- **Material provided**:
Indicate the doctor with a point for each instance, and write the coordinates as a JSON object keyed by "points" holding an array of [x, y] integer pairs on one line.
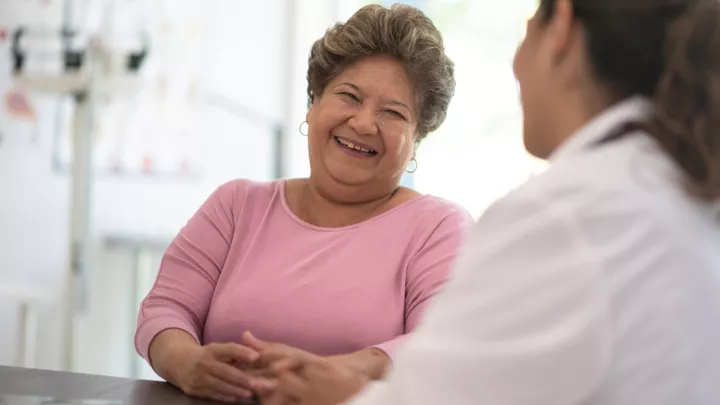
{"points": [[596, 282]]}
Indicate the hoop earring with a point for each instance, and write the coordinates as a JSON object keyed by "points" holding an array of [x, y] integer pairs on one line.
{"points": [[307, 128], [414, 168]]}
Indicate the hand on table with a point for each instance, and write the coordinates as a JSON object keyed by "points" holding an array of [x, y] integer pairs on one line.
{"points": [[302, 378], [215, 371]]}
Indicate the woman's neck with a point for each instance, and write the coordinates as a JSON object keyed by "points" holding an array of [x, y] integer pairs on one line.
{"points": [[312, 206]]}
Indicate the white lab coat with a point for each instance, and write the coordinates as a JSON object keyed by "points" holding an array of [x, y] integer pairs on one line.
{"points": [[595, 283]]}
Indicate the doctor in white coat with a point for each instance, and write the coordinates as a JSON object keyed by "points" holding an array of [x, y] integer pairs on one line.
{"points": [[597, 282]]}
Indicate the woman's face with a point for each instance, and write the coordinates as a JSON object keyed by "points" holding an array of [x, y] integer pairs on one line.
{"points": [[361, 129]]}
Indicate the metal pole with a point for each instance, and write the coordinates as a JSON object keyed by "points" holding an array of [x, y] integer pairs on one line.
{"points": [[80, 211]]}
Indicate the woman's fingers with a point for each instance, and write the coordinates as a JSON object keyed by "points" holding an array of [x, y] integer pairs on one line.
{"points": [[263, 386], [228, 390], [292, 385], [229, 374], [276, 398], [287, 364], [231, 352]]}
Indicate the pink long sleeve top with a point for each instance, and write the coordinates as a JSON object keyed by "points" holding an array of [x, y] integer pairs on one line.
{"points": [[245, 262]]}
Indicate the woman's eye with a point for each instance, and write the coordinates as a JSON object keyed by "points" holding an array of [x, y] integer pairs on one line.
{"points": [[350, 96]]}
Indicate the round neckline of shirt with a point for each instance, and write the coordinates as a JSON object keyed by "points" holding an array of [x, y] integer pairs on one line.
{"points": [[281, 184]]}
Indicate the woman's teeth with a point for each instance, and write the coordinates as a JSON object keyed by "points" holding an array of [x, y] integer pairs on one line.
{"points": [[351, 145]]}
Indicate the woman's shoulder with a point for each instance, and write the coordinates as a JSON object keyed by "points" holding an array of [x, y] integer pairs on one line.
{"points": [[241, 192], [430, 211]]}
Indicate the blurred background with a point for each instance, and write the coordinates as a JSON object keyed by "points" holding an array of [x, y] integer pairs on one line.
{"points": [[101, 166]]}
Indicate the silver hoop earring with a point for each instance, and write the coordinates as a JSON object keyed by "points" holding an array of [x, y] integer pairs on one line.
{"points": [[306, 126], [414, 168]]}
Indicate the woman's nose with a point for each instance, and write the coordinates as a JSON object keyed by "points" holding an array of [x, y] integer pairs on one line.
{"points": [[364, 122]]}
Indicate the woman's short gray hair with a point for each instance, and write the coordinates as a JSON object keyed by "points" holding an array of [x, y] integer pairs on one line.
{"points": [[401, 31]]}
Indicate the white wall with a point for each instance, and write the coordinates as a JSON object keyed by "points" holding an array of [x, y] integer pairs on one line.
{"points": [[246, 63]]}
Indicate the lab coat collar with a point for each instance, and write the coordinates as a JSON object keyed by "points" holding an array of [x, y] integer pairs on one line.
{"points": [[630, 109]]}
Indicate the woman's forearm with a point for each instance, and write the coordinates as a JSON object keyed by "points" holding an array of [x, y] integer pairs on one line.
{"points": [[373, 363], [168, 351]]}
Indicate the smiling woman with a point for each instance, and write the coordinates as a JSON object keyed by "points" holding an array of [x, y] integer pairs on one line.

- **Task details**:
Rescale the stretch from the row containing "Indicate the blurred" through the end of the rows, both ends included, by writing those lines out again, requests and all, with every point coordinate in the answers multiplied by 1.45 and rounded to a whole number, halves going up. Give only those lines.

- **Expected answer**:
Indicate the blurred background with a point for each instance, and write the coordinates as a JSON object keyed by "points" holding an array of [x, y] integer pairs on one line.
{"points": [[146, 241]]}
Indicate the silver hoop earring with a point for each instance, and write the coordinates as a JSON object keyed by "points" holding an array of [x, y] integer pairs on one line.
{"points": [[444, 183], [600, 244]]}
Indicate the woman's nose with a point for each instance, and write the coordinates as a JSON object keyed by "points" holding an array of [x, y] integer pairs on one line.
{"points": [[528, 177]]}
Indicate the woman's short gray hair with a point for each instance, and write the coordinates as a JSON object keyed by "points" holding an array of [x, y] integer pairs on one line.
{"points": [[581, 45]]}
Indicate the white wall with a point for each instance, and write the coordinates as a JSON object keyed by "points" holding an array of [x, y] integer pairs on one line.
{"points": [[357, 91]]}
Indicate the lab coat collar with a point for each instance, and write the coordinates as a JSON object keyed by "points" holding an array of [x, y] integer pairs on one line.
{"points": [[914, 158]]}
Indicate the woman's forearm with a point for each instance, and write the coordinates as a JSON object keyed by "points" holding an array of [x, y] integer pairs on one line.
{"points": [[541, 526], [244, 509]]}
Indicate the smiling woman with a point for each instance, and write the coordinates as a JSON object keyed by "points" holding an array of [x, y] integer pairs on one line.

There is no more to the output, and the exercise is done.